A run of records
▬▬▬▬▬▬

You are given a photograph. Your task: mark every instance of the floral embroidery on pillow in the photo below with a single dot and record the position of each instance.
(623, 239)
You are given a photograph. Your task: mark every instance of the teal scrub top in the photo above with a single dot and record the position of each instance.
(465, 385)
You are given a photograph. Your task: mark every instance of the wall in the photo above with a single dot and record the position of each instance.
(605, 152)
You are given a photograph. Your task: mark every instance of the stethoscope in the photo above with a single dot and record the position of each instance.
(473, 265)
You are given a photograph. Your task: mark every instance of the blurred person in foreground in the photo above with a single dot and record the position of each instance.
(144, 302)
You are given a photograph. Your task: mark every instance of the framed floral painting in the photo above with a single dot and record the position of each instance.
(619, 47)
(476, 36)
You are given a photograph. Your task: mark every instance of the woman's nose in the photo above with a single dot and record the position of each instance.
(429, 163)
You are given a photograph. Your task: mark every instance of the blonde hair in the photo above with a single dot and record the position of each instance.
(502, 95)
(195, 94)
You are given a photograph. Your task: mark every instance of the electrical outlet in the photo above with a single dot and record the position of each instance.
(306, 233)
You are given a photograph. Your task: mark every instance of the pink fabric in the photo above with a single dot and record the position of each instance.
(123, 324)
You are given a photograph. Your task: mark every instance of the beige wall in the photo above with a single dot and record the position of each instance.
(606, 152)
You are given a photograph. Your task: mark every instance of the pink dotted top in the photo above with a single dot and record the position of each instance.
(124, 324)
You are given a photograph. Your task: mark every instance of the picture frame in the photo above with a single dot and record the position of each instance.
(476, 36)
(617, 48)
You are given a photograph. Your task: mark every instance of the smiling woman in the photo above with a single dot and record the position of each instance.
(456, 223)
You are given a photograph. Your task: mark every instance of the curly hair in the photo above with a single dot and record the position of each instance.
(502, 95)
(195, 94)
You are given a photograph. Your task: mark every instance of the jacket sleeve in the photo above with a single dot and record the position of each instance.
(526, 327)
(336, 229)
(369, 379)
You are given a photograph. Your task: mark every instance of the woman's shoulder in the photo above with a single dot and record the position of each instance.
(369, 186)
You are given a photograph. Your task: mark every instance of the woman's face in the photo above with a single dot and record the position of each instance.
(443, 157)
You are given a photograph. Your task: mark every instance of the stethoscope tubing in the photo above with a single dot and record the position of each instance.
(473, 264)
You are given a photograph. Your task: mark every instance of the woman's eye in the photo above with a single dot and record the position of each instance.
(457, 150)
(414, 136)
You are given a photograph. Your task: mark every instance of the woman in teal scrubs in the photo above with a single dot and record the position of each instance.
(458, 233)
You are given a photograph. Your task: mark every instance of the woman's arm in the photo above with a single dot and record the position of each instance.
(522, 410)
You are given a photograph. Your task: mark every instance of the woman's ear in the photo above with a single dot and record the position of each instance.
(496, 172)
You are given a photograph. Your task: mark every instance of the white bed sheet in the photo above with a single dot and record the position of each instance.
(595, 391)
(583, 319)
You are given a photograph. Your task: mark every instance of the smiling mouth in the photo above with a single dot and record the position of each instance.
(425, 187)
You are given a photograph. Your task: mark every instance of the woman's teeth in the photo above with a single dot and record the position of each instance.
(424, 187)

▬▬▬▬▬▬

Put each line of the listing above into a JSON list of strings, one string per line, with blank lines left out.

**FULL OUTPUT:**
[
  "You are given a photograph. Your task: mark every instance of the floral embroidery on pillow in the photo below with a single dot and record the position of each instance.",
  "(623, 239)",
  "You are given a photograph. Your task: mark every instance of the teal scrub top in the photo above with a single dot and record the position of each instance.",
  "(465, 385)",
  "You are given a photograph. Your task: mark every instance of the wall in the photo above with a single dot and record the position of each instance.",
  "(605, 152)",
  "You are given a photograph. Your task: mark every instance of the stethoscope in the photo above with a single dot and record the position of each instance.",
  "(473, 265)",
  "You are given a photograph. Your task: mark every instance of the blurred person in foreground in the photo above with a single dot and record the position of each instance.",
  "(144, 302)",
  "You are given a photograph. Your task: mark every instance of the framed floral painting in the photo above with a single dot and record the position of each instance.",
  "(619, 47)",
  "(476, 36)",
  "You are given a photograph. Your task: mark every instance of the woman's nose in the photo above with a single dot and record the position of each instance.",
  "(429, 163)",
  "You are given a photograph. Your task: mark every instance of the blonde hair in the photo above with a single dot and record the position of each instance.",
  "(502, 95)",
  "(195, 94)",
  "You are given a photograph. Your task: mark every instance of the electrical outlet in the photo above with a single dot and record the position of each instance.",
  "(306, 233)",
  "You are given a photograph. Your task: mark every instance of the pink fabric in the photo above with a single dot and record the position of each instance.",
  "(123, 324)",
  "You are given a photograph. Your task: mark every instance of the beige wall in the photo above with a single dot and record the position of each instance.",
  "(606, 152)",
  "You are given a photograph. Your task: mark every instance of the pink dotted top in the photo above with a single dot and record the position of each instance.",
  "(124, 324)",
  "You are given a photograph. Your task: mark every instance of the picture frame in the photo above with a single dot and record the position of each instance.",
  "(476, 36)",
  "(617, 48)",
  "You are given a photograph. Your task: mark every instance of the smiling woman in the photo above with a single dot and record the position of each instance.",
  "(456, 223)",
  "You are given a photograph. Your task: mark every instance of the curly hair in the photo above with a single dot and record the position of each instance.",
  "(502, 95)",
  "(195, 94)",
  "You are given a photograph. Your task: mark every instance of the jacket sleeve in the photo above with a single dot and record the position of each instance.",
  "(526, 327)",
  "(336, 229)",
  "(369, 379)",
  "You are given a photograph. Your task: mark every instance of the woman's shoulder in the photo above with a single dot and record the position of each instance.",
  "(369, 186)",
  "You are given a photograph. Your task: mark every instance of the woman's face in the photo above with a single dot and record the position of each instance.",
  "(443, 157)",
  "You are given a photograph. Your task: mark every instance of the stethoscope tubing in the photo above with a single dot and record the position of each instance.",
  "(473, 264)",
  "You are given a photograph. Your task: mark every instance of the woman's eye in the photo above with a single dot and record the position of each instance.",
  "(457, 150)",
  "(414, 136)",
  "You are given a photograph. Your task: mark every instance of the woman in teal scrubs in the photo above with a single dot and record the position of each instance.",
  "(458, 233)",
  "You are given a photograph. Your task: mark every instance of the woman's arm in the photo above with a single dot and record the position of each instance.",
  "(522, 410)",
  "You are given a photograph. Your task: mark every instance of the woman's ear in the photo above with a single dot and record the position of each instance.",
  "(496, 172)",
  "You are given a photograph. Your task: mark every instance of the white bed sheet in the photo above with a single dot and record the position of each instance.",
  "(595, 391)",
  "(583, 319)",
  "You are given a photograph. Your task: mark every instance of the smiling mouth in the photo above with a single dot and record the position of each instance.",
  "(425, 187)",
  "You are given a photograph. Your task: mark every instance of the woman's teeth in the photo above with a single dot and record the position of each instance.",
  "(424, 187)"
]